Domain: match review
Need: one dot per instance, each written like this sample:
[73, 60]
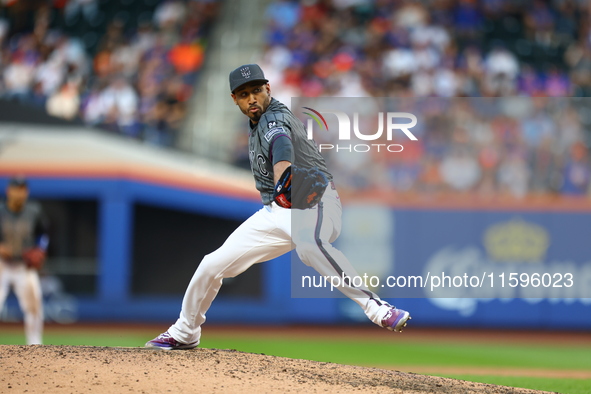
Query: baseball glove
[300, 188]
[34, 258]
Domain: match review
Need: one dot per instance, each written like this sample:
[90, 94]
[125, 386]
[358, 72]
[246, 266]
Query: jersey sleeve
[276, 138]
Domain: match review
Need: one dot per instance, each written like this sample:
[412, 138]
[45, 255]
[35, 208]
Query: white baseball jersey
[20, 231]
[268, 233]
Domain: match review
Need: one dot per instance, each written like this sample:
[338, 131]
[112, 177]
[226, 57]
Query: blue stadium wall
[433, 230]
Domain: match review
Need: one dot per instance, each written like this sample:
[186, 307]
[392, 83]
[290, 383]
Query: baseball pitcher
[292, 179]
[23, 242]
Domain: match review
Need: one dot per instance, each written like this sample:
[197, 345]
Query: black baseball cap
[245, 74]
[18, 181]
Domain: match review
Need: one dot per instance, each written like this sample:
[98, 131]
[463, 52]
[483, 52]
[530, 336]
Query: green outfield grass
[372, 353]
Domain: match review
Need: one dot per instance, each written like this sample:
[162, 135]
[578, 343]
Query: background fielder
[23, 242]
[277, 140]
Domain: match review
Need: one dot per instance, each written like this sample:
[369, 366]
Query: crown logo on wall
[516, 241]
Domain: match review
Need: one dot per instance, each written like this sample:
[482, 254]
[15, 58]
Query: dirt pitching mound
[75, 369]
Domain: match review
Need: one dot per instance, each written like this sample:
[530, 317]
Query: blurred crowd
[449, 48]
[133, 76]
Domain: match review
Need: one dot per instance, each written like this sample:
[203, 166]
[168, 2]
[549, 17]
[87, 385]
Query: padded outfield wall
[127, 236]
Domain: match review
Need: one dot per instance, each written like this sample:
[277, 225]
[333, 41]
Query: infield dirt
[79, 369]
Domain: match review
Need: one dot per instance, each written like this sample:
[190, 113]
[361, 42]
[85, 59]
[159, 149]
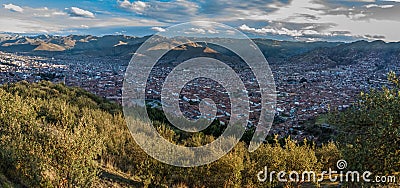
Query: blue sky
[303, 20]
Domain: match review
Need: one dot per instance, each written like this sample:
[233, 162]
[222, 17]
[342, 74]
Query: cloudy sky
[305, 20]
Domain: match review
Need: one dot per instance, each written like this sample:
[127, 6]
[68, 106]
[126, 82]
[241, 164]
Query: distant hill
[125, 46]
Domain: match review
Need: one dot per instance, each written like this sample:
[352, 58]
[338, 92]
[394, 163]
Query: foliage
[369, 133]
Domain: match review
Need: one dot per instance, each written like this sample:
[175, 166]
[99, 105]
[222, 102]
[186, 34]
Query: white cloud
[12, 7]
[171, 11]
[75, 11]
[137, 6]
[378, 6]
[158, 29]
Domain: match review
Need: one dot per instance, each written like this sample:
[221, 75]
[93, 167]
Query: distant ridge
[124, 46]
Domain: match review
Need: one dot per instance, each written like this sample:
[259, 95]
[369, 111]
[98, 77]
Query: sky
[300, 20]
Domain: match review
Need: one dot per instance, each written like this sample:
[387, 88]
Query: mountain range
[327, 53]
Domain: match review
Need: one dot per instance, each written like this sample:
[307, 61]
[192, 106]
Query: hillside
[57, 136]
[125, 46]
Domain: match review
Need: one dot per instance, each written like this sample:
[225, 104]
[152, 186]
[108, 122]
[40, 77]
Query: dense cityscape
[304, 90]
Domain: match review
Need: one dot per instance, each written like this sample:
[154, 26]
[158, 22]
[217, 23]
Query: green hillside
[57, 136]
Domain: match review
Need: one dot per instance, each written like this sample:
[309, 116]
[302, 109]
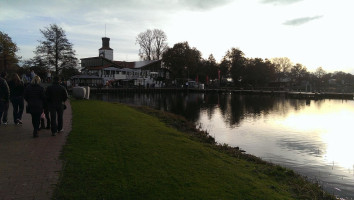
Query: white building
[103, 70]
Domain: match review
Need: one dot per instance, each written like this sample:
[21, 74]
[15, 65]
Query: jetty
[288, 94]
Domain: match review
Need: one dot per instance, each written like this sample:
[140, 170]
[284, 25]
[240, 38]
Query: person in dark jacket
[16, 96]
[56, 95]
[34, 95]
[5, 102]
[4, 97]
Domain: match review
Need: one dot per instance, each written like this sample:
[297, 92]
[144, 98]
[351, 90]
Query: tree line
[55, 53]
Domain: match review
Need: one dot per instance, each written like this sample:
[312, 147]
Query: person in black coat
[4, 101]
[34, 95]
[4, 96]
[56, 95]
[16, 96]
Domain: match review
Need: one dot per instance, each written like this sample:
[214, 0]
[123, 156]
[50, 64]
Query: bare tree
[8, 50]
[152, 44]
[160, 43]
[56, 50]
[282, 66]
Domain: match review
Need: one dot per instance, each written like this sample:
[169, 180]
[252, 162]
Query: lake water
[314, 138]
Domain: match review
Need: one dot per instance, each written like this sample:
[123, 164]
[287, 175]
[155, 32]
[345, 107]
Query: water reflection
[311, 137]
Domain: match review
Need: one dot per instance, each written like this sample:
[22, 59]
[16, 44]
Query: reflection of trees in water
[233, 108]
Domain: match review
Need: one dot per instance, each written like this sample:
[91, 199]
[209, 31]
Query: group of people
[49, 102]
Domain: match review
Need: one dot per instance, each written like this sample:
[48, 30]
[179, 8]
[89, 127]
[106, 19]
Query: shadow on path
[30, 167]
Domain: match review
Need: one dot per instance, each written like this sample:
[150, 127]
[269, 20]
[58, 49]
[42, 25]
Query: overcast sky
[311, 32]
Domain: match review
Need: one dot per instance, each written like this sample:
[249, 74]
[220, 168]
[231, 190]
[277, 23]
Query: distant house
[104, 71]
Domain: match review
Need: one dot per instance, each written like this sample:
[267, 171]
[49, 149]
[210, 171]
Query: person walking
[56, 96]
[4, 97]
[16, 97]
[34, 95]
[3, 117]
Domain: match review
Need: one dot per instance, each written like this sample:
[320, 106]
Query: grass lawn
[117, 152]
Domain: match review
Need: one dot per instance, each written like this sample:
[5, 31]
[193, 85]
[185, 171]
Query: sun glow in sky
[313, 32]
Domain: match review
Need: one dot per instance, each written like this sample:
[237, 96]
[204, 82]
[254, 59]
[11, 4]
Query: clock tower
[105, 51]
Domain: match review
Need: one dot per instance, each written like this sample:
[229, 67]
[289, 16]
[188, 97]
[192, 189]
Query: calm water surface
[314, 138]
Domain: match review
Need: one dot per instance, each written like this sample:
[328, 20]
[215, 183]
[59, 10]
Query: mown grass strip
[117, 152]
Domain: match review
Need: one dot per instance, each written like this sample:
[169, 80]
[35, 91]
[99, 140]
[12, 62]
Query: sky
[314, 33]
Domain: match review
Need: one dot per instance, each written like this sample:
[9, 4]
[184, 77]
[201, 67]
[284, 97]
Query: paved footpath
[30, 167]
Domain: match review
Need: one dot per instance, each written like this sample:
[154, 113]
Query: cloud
[280, 2]
[301, 21]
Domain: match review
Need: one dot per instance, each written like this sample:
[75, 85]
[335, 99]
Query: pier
[288, 94]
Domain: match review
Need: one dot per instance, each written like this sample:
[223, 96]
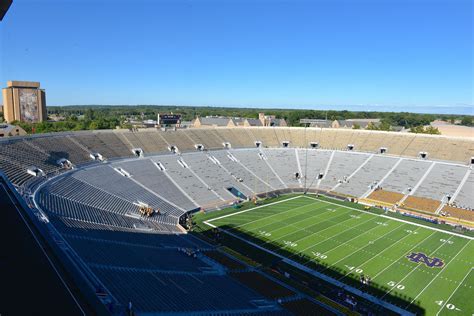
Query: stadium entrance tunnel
[235, 192]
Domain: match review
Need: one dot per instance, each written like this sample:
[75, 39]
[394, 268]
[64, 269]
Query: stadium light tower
[4, 6]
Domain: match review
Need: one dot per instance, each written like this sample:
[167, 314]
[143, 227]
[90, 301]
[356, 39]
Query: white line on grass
[439, 272]
[266, 218]
[414, 269]
[470, 270]
[293, 224]
[395, 261]
[253, 208]
[327, 238]
[312, 233]
[396, 219]
[373, 257]
[360, 248]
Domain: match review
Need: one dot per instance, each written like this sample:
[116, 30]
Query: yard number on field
[394, 284]
[448, 306]
[290, 243]
[449, 242]
[354, 269]
[319, 255]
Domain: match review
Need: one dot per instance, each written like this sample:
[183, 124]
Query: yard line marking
[395, 219]
[254, 208]
[324, 277]
[279, 213]
[469, 272]
[294, 223]
[362, 248]
[393, 244]
[327, 238]
[395, 261]
[439, 272]
[302, 229]
[413, 270]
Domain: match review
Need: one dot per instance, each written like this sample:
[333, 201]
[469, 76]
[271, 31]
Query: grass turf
[344, 243]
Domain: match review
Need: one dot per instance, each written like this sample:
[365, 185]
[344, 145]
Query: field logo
[418, 257]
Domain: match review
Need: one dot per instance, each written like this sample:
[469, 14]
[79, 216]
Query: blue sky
[413, 55]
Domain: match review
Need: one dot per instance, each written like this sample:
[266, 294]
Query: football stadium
[241, 221]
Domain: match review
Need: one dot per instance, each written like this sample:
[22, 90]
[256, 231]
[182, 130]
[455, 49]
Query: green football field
[345, 243]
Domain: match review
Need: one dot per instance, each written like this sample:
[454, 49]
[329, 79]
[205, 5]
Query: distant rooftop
[23, 84]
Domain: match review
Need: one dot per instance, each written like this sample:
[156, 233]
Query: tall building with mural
[24, 101]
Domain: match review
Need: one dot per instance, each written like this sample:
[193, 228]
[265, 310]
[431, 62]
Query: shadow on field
[316, 284]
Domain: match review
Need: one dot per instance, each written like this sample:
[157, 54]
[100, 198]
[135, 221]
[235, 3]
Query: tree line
[109, 117]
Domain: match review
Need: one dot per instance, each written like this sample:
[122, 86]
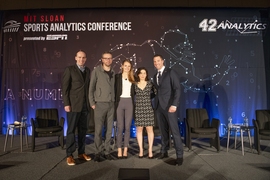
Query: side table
[239, 128]
[23, 130]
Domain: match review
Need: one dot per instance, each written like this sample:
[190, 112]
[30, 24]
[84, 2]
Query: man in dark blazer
[166, 103]
[75, 88]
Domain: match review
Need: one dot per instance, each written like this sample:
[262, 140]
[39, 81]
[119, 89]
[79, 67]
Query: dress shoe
[97, 158]
[109, 157]
[179, 161]
[70, 161]
[163, 155]
[84, 157]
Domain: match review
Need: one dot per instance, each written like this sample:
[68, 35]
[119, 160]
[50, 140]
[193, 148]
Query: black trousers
[166, 122]
[76, 120]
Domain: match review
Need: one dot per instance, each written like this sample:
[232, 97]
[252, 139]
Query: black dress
[144, 113]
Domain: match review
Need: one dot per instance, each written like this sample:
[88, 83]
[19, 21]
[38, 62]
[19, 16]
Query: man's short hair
[158, 55]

□ □ □

* **PROBLEM TO WORK ON**
Find each line in the records above that contains the string "yard", and copy those lines.

* **EXERCISE SOLUTION**
Query: yard number on field
Query: yard line marking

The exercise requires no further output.